▸ **Provided material**
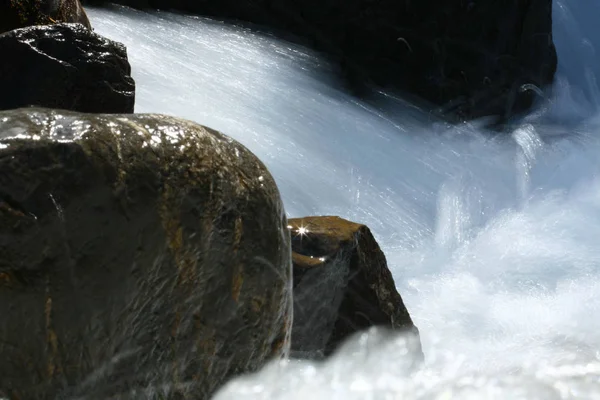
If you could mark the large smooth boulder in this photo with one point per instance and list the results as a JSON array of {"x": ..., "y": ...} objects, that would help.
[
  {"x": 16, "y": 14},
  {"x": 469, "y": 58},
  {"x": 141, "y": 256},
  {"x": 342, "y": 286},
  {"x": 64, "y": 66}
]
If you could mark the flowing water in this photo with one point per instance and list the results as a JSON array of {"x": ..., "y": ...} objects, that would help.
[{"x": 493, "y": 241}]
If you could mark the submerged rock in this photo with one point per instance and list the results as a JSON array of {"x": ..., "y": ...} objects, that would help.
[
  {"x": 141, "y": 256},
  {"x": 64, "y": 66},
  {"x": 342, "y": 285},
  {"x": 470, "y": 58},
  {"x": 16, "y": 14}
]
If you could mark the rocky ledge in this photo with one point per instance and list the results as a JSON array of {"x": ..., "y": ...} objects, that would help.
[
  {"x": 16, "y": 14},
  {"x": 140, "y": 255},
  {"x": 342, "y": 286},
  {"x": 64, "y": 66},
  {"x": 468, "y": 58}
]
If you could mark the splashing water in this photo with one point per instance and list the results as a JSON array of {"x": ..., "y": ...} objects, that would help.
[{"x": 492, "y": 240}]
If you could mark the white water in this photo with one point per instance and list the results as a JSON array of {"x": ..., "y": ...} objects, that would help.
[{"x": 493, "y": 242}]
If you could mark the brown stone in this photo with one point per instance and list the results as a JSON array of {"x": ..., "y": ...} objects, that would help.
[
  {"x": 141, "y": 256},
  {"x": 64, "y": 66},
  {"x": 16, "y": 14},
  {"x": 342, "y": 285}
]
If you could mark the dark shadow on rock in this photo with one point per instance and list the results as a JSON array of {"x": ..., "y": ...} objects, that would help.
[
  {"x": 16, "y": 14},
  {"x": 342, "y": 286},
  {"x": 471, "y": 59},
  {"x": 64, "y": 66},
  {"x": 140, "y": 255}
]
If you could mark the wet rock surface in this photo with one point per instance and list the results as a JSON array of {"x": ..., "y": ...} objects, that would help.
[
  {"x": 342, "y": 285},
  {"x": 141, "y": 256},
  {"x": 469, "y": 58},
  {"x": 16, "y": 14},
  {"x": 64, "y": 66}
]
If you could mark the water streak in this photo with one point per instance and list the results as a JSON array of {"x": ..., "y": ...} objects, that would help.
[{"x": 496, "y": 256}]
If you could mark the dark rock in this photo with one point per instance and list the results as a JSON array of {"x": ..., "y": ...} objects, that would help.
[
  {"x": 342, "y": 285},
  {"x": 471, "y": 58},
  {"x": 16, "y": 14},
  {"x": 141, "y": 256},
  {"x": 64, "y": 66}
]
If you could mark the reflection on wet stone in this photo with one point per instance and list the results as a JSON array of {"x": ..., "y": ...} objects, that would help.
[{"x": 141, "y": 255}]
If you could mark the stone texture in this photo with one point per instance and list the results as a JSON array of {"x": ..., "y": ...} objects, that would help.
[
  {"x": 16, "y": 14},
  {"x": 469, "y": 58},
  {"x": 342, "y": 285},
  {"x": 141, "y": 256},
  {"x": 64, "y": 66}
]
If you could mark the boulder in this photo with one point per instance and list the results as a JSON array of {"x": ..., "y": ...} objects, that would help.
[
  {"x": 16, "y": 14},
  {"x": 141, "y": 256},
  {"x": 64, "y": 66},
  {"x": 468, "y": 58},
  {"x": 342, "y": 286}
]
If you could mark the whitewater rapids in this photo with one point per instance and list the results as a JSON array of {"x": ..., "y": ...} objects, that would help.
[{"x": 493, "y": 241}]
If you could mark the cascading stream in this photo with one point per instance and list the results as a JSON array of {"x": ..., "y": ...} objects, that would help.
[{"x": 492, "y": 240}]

---

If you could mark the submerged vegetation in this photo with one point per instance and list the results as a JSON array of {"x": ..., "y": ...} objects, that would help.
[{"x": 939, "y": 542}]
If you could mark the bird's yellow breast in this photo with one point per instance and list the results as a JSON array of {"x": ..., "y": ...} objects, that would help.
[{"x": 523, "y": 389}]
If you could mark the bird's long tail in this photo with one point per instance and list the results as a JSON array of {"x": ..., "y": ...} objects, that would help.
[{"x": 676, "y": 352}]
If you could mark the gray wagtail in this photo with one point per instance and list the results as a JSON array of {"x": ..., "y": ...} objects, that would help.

---

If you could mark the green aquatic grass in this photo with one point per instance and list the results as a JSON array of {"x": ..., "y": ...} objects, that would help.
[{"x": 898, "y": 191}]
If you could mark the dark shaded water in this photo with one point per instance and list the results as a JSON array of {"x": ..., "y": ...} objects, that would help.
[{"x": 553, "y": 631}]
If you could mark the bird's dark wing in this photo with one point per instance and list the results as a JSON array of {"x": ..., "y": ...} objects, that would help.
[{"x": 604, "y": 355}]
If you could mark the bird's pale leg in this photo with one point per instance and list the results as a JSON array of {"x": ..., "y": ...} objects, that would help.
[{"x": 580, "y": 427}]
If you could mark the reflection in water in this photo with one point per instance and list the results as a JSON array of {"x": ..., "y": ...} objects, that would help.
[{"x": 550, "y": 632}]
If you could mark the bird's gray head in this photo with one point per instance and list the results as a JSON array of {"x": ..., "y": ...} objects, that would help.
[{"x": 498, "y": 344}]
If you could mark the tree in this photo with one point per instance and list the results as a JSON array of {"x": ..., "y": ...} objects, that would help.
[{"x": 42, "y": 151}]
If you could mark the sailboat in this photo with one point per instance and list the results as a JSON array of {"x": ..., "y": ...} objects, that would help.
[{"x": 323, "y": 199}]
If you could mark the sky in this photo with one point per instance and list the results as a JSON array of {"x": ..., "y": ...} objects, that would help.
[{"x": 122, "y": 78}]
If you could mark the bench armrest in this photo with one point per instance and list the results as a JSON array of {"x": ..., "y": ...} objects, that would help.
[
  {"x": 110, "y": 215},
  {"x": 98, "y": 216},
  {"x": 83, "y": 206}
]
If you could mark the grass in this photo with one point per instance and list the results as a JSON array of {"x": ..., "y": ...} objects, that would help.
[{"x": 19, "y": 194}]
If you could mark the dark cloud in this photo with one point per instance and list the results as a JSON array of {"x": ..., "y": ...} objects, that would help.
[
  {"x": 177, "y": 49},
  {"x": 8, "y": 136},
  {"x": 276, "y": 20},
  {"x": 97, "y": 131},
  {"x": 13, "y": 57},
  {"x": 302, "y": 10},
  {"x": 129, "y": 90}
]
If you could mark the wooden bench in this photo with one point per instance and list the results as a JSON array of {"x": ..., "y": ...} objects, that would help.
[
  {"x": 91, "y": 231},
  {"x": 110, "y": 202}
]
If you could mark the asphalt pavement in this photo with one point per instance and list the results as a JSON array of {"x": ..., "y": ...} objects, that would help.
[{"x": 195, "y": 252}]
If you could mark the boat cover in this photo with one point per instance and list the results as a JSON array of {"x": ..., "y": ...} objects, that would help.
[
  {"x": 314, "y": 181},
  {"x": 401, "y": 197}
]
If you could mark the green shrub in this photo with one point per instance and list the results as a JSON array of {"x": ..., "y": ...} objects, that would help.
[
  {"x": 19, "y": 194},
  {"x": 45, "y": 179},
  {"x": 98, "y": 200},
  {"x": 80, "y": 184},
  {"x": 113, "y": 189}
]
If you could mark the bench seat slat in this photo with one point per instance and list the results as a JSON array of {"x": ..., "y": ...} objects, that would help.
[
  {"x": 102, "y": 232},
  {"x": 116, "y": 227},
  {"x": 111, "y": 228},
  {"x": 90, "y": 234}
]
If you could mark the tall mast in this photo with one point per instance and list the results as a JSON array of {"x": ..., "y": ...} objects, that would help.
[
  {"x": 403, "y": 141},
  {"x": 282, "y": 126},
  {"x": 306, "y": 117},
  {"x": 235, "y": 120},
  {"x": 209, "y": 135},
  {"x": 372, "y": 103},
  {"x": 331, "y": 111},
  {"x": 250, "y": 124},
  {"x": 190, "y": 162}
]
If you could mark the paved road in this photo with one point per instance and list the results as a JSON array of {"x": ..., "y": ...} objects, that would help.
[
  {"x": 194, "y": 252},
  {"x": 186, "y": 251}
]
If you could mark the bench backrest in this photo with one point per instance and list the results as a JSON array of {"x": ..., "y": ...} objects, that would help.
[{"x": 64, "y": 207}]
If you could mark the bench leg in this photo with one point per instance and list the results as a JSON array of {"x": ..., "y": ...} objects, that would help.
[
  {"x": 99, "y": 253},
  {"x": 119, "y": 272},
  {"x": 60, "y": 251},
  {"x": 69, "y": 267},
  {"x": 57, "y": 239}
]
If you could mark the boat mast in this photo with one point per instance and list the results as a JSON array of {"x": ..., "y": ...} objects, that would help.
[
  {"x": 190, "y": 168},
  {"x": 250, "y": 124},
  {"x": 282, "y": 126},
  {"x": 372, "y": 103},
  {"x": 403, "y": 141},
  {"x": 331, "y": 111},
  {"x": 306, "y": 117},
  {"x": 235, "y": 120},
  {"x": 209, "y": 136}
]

▸ **Instructions to follow**
Rewrite the lines of the listing above, from the line containing "If you could mark the bird's long" up to and including the line containing "If you could mark the gray", as a numbered list, omitting any blank lines.

▸ **Answer to this task**
1. If you could mark the bird's long tail in this photo with one point per instance and list the results as a JSON array of {"x": ..., "y": ...} objects, that would help.
2. [{"x": 676, "y": 352}]
3. If you could mark the gray wagtail in this photo with one point per instance and list the results as a JSON array of {"x": ..., "y": ...} objects, that would help.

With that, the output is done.